» **RECORDS FOR THIS EXERCISE**
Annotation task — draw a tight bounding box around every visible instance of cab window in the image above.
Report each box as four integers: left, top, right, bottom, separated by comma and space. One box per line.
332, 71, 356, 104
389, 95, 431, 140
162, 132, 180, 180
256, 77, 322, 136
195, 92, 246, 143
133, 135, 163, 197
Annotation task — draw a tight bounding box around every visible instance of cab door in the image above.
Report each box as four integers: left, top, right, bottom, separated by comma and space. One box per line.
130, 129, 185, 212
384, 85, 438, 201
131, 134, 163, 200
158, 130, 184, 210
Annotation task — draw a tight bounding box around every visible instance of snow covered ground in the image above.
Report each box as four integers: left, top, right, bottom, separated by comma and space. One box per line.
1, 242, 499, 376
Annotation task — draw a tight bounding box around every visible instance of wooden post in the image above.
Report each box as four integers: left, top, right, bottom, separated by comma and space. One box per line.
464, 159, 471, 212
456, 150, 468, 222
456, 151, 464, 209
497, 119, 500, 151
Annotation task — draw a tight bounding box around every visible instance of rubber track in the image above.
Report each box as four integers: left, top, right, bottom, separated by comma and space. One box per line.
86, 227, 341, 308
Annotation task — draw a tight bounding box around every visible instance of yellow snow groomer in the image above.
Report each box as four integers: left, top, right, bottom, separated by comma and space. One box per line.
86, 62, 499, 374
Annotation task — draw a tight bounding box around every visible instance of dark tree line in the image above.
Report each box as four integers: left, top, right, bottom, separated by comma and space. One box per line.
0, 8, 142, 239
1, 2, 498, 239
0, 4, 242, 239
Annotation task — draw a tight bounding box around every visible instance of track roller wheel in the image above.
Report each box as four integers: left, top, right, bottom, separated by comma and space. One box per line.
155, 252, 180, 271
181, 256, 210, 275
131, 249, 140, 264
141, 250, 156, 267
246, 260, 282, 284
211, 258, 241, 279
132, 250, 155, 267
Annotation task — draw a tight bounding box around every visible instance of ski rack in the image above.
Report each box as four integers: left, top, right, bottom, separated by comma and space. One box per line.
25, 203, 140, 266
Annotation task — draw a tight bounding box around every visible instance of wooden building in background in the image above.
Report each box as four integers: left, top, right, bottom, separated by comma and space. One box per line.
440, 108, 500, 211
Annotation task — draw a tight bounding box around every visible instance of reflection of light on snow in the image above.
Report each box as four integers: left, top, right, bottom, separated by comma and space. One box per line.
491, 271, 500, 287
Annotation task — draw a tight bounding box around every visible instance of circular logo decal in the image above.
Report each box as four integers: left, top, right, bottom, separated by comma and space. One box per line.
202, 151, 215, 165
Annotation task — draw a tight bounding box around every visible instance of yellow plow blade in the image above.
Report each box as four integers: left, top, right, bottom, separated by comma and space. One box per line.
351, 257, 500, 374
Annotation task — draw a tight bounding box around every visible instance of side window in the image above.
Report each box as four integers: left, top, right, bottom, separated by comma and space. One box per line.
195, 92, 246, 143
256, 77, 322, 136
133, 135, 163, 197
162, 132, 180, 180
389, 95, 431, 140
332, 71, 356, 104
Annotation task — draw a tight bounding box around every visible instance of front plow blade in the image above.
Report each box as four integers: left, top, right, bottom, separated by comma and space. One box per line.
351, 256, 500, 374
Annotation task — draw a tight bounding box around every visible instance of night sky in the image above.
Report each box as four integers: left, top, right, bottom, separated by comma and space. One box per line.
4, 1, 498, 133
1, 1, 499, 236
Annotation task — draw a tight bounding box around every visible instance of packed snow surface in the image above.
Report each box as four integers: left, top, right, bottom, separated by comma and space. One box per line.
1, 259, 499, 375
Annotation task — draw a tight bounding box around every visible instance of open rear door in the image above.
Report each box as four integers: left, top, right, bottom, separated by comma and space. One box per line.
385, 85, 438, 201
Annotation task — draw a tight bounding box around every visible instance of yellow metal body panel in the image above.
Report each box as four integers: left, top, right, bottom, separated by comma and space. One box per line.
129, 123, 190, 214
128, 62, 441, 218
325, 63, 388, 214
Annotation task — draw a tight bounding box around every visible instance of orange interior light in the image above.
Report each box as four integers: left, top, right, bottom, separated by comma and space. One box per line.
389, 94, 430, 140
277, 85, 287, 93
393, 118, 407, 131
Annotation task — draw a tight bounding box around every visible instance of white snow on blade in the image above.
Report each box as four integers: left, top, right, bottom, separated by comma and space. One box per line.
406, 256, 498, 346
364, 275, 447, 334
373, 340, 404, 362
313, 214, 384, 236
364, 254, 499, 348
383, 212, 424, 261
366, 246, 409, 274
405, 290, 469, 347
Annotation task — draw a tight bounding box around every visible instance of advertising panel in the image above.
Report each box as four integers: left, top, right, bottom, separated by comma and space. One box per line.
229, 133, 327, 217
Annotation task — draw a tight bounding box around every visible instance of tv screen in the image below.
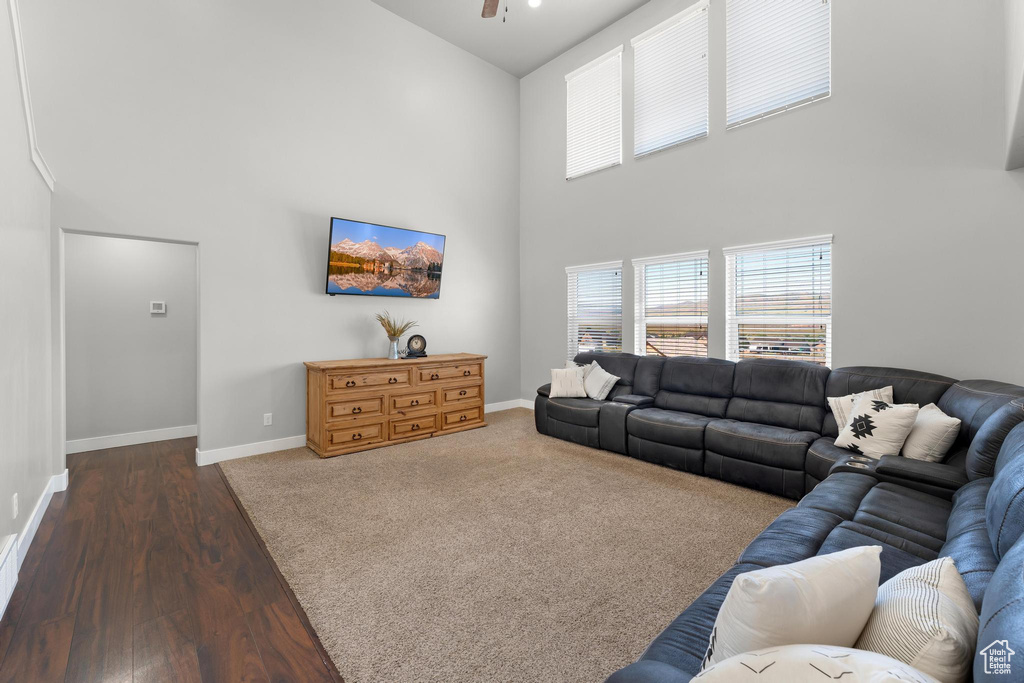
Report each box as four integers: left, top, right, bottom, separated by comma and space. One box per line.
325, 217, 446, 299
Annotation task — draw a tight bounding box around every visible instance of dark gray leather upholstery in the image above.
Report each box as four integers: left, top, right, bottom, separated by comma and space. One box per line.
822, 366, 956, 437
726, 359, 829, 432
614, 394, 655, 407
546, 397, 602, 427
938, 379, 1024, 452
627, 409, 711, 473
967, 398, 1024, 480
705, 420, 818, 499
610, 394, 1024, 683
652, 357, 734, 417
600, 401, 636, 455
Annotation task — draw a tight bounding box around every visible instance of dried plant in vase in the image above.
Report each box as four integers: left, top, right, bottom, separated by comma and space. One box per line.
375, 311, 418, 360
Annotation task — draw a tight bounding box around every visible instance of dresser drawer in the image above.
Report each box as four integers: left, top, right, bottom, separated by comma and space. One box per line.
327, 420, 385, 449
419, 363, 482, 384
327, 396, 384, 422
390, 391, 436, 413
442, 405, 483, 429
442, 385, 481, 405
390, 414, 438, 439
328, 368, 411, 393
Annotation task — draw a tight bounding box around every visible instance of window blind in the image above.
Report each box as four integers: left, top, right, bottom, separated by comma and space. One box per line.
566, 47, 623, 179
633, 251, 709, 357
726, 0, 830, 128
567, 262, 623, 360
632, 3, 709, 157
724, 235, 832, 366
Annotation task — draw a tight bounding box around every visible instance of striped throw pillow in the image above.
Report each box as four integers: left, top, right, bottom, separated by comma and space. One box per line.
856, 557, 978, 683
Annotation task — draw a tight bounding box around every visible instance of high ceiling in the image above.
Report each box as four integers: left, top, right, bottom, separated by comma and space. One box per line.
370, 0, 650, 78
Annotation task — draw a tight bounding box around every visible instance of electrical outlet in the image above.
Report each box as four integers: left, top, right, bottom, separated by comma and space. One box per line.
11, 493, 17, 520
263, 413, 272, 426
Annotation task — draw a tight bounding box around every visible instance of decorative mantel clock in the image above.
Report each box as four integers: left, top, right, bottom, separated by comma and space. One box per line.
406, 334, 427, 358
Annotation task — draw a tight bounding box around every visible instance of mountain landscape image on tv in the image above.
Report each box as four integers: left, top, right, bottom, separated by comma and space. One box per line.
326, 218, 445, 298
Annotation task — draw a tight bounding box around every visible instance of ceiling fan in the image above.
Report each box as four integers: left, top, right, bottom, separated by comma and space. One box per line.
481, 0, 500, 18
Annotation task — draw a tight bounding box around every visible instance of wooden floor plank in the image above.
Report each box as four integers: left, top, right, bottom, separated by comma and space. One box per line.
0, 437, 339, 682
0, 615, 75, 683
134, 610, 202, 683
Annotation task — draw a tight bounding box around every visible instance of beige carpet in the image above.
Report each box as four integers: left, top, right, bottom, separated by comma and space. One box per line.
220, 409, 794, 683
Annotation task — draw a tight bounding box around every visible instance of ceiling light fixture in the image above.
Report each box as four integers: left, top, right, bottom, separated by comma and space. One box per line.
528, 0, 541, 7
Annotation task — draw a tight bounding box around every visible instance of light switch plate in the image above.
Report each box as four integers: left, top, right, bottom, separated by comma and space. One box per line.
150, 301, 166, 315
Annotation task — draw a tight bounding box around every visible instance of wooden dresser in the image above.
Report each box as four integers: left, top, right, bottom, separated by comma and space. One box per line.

--

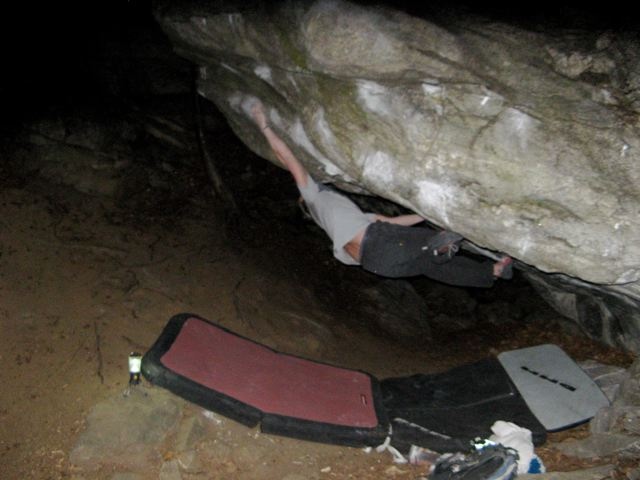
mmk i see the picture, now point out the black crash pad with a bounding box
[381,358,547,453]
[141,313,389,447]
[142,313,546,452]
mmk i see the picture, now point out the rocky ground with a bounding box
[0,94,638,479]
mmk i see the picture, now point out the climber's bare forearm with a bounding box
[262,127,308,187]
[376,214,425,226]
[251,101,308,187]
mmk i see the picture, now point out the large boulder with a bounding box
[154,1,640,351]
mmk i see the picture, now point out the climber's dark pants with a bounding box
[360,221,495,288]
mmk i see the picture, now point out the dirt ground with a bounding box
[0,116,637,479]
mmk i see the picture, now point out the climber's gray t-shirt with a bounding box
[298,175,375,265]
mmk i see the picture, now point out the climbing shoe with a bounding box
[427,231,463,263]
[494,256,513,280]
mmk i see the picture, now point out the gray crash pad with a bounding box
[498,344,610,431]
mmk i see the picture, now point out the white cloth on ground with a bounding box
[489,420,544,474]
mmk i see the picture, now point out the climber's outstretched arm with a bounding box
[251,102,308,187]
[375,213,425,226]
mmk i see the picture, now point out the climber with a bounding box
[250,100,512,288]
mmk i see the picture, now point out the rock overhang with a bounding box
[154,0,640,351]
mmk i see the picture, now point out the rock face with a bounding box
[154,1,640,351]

...

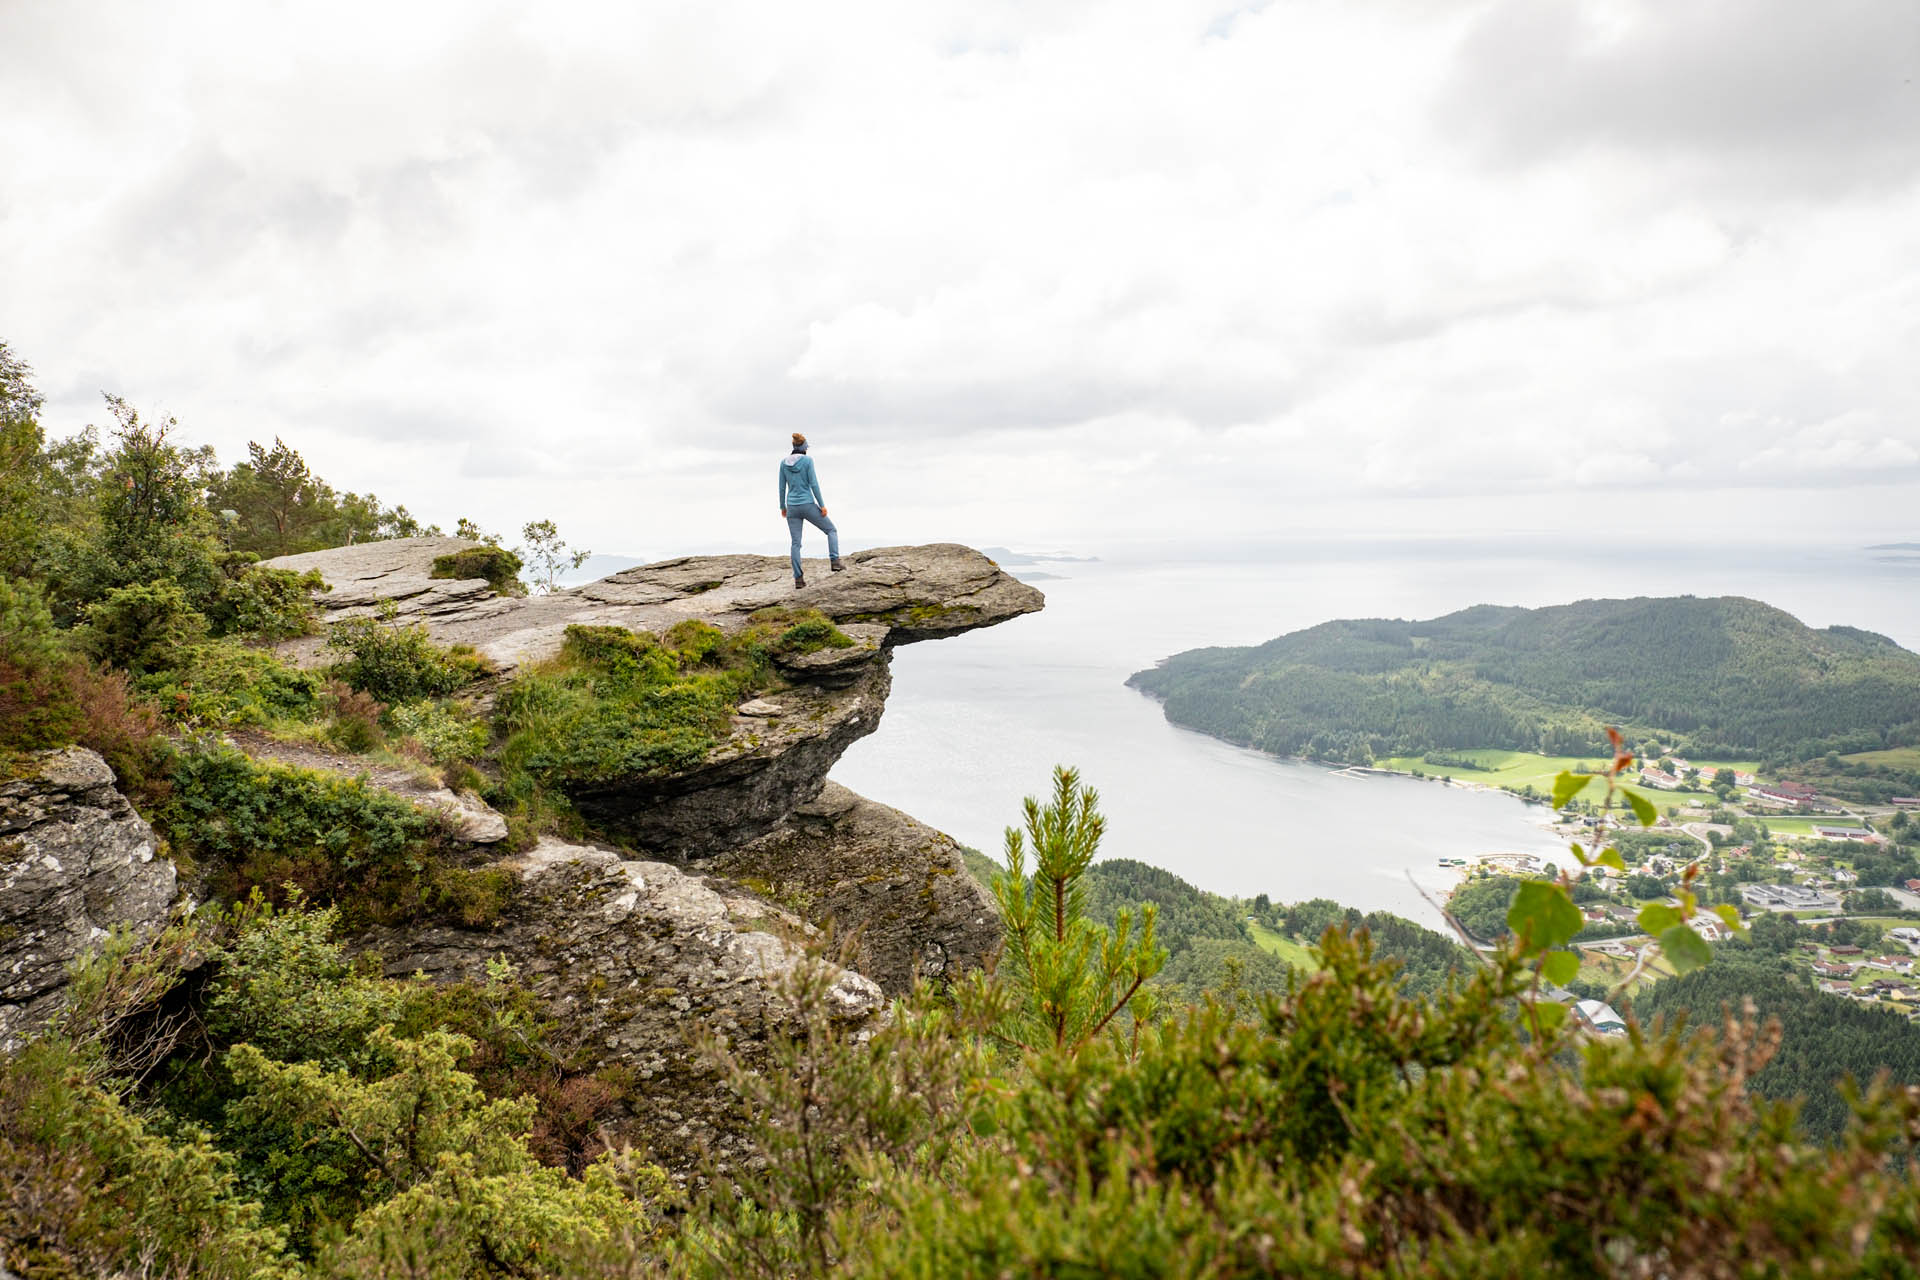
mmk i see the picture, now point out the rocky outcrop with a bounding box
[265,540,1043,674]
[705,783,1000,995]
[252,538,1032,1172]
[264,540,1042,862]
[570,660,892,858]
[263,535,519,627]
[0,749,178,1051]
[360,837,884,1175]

» **ASSIGNMENT**
Look above for the line with "surface in the image above.", then print it and each line after it down to and including the line with "upholstery in the image above.". Leave out the pictures and keep the wording exact.

» **ANSWER TO THE EXERCISE**
Annotation task — draw a tight bounding box around every visible instance of packed snow surface in the image above.
Report each box as four integers: left, top, right, bottom, separated by comma and space. One box per line.
1, 259, 499, 375
Annotation task — draw a tight bounding box around every visible instance of open rear door in the image above.
Report each box as four integers: left, top, right, bottom, separated by comma and space. One box per line.
385, 85, 438, 201
Annotation task — draw a tight bounding box around every visible instance of yellow metal body panel in the image above.
Report each box as four integers: left, top, right, bottom, separated by comma and space. One box per line.
129, 123, 190, 214
128, 62, 441, 218
325, 63, 388, 214
Annotation task — draw a tight bounding box around every visible instance of orange interior light in the image above.
Report each box as four integers: left, top, right, bottom, separated by comma and space. One box per line.
389, 94, 430, 140
277, 85, 287, 93
393, 118, 407, 131
Annotation task — draw a tight bounding box around every visible instance of white snow on blade in the image above.
Report each box as four integers: left, top, right, bottom, separated by comma and space. One box per line.
406, 256, 498, 346
364, 275, 447, 334
373, 340, 404, 362
313, 214, 384, 236
364, 254, 499, 348
383, 212, 424, 261
366, 246, 409, 274
405, 290, 469, 347
Annotation task — draw a tight bounding box around every visible instance of advertising panel in the image above.
Report each box as four integers: left, top, right, bottom, separated by comma and space. One box per line.
229, 133, 327, 217
Annotation task — draw a tight bounding box around every visible instance of tv screen in the image below.
Report each box as four integers: left, top, right, bottom, separated by comma and space. One box per line.
325, 217, 446, 299
Annotation task — draw a tight bounding box around every visible instance of dark gray leather upholstery in the image above.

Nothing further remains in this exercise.